Given exercise. Lay out the records below as a two-column CSV with the headers task_text and answer, giving one row per record. Put each field in quotes and replace any line breaks inside it with spaces.

(Records from a data collection)
================

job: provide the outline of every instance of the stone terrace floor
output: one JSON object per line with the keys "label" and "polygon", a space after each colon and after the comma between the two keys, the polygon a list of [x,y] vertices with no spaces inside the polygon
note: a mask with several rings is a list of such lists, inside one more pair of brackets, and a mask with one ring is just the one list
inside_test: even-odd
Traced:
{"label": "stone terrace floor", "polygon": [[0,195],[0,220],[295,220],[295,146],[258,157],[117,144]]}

================

Solution.
task_text,answer
"job: provide the outline of every instance of the stone terrace floor output: one JSON object per line with the keys ""label"" and ""polygon"", a space after each colon and after the comma between the two keys, the polygon a list of [x,y] vertices with no spaces inside the polygon note: a mask with several rings is a list of such lists, inside one more pair of brackets, and a mask with one ring is just the one list inside_test: even-odd Traced:","{""label"": ""stone terrace floor"", ""polygon"": [[0,195],[0,220],[295,220],[295,146],[258,157],[117,144]]}"